I’ve been deep in the refactor rabbit-hole. You know—that awful (but strangely satisfying) space where the majority of your commits are small pedantic edits that don’t change the end-user-experience at all?
These past few weeks, I’ve been working so hard on Harper’s Chrome Extension and building systems for transformation-based learning, I haven’t had a chance to touch any of the actual grammar rules the software is supposed to fix. As such, a few glaring tools for rule authors have gone unimplemented. These are tools that—because they’re so tied into the core system—need a lot of expertise and fine-tuning to work properly.
If you take a look at the diff, you’ll find that there are a lot of small edits.
Since each one takes a minimal amount of cognitive effort, it is easy for me to slide into a trance.
A trance where I am technically moving towards my goal (in this case, creating an expression system that encompasses—but is more powerful than—our existing Pattern
system), but I’m not doing so in a way that’s truly productive.
I would like to cover some of the individual strategies I’ve found that have helped me speed up my refactoring proces.
After all, if the process of refactoring is the process of paying back tech debt, refactoring is incredibly important to maintaining velocity.

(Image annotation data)
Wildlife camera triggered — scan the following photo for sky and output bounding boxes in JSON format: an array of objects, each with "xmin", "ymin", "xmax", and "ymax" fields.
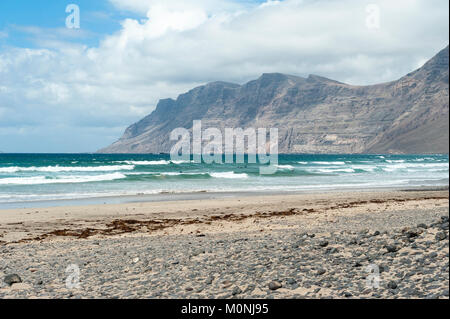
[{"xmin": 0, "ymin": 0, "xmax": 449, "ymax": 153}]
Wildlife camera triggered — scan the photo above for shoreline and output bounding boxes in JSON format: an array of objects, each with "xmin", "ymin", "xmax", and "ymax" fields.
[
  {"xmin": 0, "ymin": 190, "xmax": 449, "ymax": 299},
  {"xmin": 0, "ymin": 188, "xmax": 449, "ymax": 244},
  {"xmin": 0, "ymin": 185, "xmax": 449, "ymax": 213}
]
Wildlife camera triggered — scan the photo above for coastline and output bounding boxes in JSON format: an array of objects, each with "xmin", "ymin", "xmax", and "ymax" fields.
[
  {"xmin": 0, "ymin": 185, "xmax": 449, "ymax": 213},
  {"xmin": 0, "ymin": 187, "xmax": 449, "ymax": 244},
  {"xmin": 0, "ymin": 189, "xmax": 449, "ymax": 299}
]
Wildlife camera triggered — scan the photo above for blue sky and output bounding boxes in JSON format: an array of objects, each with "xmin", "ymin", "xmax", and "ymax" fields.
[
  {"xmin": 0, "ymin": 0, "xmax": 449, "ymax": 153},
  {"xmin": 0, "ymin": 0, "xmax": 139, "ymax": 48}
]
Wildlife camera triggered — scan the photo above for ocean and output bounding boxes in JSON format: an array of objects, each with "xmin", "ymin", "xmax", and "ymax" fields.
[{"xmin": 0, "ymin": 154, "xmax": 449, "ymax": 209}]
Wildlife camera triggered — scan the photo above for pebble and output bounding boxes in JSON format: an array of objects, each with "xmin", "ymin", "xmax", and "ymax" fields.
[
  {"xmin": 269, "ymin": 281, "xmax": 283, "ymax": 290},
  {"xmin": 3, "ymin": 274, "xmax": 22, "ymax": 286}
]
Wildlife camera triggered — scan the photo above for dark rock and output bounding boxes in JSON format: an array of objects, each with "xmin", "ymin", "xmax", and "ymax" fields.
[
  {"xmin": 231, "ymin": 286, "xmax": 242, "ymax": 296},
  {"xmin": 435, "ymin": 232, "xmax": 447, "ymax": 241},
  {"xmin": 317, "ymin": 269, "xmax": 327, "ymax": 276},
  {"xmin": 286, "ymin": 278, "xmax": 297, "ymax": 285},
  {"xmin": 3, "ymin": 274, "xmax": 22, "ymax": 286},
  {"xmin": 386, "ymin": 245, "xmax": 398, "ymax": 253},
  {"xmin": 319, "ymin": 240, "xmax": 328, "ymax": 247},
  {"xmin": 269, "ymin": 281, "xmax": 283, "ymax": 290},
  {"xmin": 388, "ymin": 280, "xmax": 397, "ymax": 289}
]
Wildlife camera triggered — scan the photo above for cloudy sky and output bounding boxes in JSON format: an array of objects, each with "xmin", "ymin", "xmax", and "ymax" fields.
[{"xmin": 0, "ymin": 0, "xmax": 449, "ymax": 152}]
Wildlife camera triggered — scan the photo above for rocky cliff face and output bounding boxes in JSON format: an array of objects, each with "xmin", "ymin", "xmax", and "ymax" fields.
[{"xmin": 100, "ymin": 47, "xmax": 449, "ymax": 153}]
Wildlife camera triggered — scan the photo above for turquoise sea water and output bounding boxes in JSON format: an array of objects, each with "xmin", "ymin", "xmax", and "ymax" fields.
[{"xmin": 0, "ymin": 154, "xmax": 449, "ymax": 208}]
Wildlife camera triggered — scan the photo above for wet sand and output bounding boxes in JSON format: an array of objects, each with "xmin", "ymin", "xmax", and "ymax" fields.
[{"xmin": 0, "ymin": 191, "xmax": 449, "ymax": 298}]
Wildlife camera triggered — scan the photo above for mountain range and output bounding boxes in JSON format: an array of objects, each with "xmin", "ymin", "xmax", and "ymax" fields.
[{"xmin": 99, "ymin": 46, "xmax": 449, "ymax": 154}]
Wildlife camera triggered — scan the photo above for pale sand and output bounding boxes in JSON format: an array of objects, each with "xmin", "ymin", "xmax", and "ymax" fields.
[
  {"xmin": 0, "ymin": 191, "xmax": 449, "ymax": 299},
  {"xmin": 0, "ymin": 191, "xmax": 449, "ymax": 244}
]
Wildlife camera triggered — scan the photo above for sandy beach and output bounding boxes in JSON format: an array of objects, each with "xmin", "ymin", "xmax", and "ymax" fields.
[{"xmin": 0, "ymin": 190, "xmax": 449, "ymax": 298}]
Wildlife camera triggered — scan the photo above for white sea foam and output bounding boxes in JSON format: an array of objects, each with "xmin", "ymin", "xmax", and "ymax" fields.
...
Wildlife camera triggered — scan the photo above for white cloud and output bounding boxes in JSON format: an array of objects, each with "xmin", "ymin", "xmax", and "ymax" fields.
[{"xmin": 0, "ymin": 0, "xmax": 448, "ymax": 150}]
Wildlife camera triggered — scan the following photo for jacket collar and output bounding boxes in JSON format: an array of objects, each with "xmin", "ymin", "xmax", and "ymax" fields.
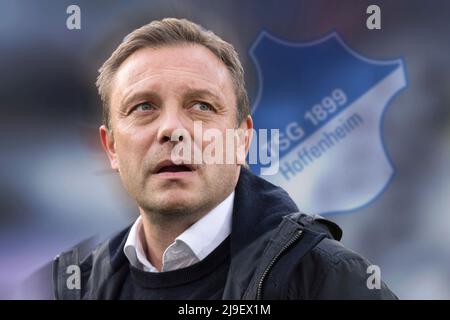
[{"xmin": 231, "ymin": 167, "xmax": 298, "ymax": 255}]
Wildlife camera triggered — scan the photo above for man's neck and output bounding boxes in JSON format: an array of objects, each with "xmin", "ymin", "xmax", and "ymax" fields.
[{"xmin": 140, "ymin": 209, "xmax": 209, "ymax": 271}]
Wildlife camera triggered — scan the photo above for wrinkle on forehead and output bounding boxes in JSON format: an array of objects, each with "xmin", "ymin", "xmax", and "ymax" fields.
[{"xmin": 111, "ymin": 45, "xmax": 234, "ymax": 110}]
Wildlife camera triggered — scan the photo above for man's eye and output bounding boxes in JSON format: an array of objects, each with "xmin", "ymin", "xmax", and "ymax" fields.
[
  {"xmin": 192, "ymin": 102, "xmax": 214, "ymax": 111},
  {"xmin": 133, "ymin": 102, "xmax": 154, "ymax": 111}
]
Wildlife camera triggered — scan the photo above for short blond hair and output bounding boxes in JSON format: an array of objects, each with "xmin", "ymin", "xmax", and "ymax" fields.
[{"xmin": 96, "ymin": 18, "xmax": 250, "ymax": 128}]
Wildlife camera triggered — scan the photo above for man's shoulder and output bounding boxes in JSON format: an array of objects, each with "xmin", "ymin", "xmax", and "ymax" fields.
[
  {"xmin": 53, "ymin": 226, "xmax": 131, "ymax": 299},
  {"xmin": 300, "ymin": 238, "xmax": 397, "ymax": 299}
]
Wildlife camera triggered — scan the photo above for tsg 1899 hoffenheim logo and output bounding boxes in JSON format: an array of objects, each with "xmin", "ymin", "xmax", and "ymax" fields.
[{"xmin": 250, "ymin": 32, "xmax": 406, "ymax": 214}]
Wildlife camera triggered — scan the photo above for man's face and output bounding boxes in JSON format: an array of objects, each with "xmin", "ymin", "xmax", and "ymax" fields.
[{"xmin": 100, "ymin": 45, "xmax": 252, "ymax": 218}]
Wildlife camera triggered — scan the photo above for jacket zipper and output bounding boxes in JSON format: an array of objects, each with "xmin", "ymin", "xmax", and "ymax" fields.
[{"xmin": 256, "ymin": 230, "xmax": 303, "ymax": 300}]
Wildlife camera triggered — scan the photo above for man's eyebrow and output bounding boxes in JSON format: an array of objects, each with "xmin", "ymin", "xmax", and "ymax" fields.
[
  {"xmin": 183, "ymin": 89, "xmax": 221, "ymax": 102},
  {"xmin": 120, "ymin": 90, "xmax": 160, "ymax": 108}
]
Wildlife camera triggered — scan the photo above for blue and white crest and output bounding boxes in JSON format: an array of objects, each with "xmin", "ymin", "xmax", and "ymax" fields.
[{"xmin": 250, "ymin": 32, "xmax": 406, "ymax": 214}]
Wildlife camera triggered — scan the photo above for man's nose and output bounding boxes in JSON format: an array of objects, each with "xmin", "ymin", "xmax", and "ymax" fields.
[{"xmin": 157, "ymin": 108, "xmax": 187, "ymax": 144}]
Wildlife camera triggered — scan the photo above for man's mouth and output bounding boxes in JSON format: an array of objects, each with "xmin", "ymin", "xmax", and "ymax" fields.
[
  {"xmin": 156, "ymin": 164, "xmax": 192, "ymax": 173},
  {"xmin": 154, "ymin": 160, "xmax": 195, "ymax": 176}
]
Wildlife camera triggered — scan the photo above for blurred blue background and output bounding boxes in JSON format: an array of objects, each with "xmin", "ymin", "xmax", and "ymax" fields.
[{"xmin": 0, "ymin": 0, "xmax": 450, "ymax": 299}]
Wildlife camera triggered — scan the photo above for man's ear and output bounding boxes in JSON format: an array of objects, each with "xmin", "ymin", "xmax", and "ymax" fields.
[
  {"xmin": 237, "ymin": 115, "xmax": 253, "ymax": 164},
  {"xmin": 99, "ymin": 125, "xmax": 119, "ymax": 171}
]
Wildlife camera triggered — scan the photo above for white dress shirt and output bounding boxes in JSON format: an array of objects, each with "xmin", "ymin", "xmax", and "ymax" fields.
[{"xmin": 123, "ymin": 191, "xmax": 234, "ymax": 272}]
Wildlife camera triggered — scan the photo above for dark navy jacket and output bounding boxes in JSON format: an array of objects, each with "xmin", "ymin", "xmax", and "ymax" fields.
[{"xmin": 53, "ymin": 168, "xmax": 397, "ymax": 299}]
...
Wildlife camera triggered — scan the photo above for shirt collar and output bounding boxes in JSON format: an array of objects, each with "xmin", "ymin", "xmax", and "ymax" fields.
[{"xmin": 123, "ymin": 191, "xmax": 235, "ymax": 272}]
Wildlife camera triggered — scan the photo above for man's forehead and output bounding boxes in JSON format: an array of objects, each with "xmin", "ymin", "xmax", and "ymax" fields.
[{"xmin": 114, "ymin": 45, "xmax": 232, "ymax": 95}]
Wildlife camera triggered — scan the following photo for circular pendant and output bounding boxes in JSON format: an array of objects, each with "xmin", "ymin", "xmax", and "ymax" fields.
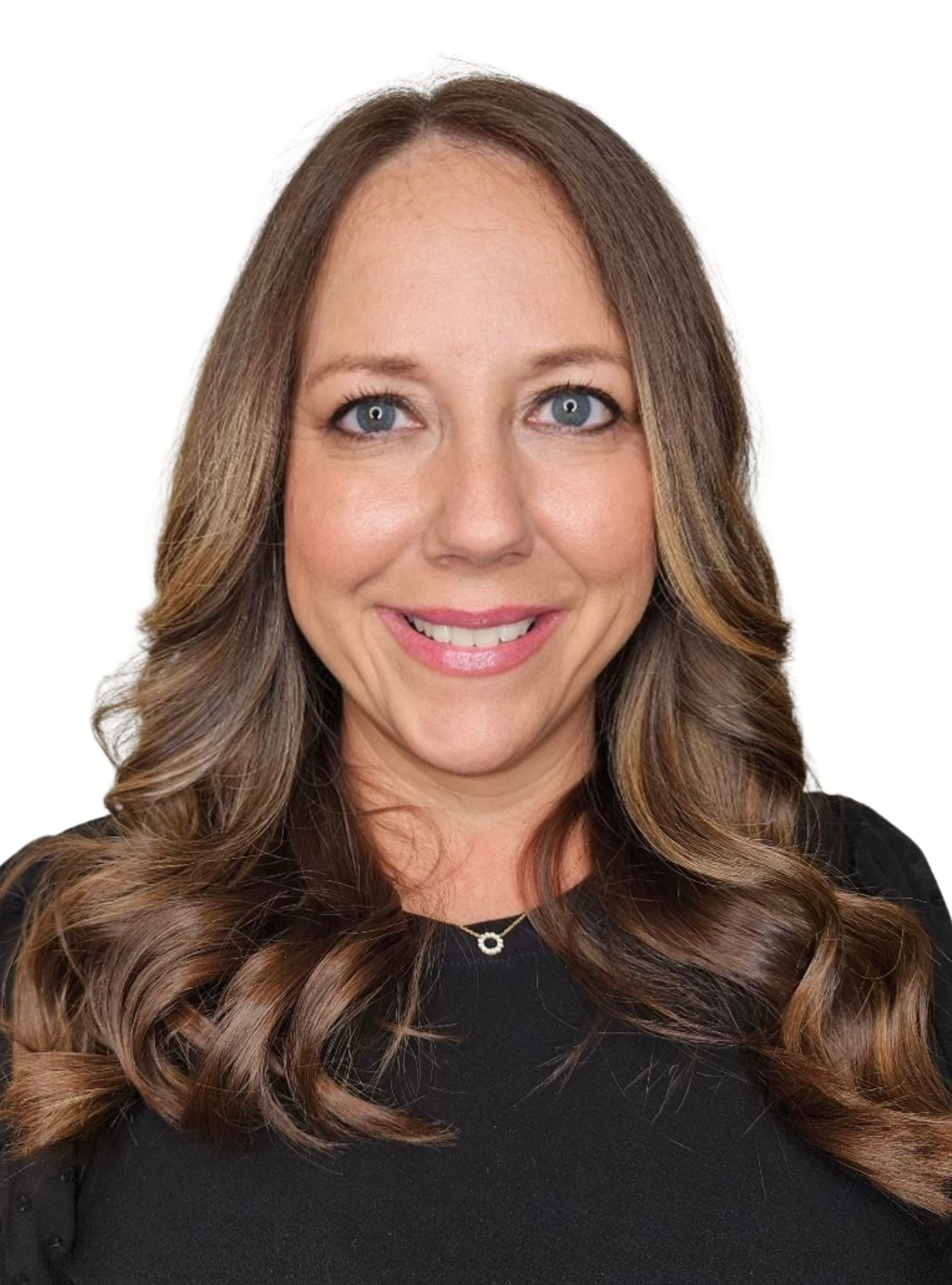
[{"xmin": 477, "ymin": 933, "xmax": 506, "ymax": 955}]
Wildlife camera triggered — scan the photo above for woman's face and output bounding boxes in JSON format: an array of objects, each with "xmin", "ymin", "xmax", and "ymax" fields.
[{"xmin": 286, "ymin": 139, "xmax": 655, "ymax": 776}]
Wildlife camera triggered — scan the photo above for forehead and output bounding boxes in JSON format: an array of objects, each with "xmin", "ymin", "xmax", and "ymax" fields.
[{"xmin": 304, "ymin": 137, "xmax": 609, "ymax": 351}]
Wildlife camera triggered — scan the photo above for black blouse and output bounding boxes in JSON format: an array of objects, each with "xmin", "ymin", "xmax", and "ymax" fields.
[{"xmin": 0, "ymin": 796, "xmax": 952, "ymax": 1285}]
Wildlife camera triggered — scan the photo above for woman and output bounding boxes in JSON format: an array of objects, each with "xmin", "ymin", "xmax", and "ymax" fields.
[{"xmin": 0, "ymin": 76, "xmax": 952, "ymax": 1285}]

> **Set exercise 1**
In the refactoring post, what two things has the author been working on these past few weeks?
> **Set exercise 2**
Decide whether each statement agrees with the refactoring post, answering yes or no and quoting the deciding words: (a) The author has recently spent a lot of time changing the software's grammar rules. (b) Each of the small edits takes little cognitive effort. (c) The author likens refactoring to paying back tech debt.
The entries come from a different source than the refactoring post.

> **Full output 1**
Harper's Chrome Extension and systems for transformation-based learning.

> **Full output 2**
(a) No: "I haven’t had a chance to touch any of the actual grammar rules the software is supposed to fix"
(b) Yes: "each one takes a minimal amount of cognitive effort"
(c) Yes: "if the process of refactoring is the process of paying back tech debt"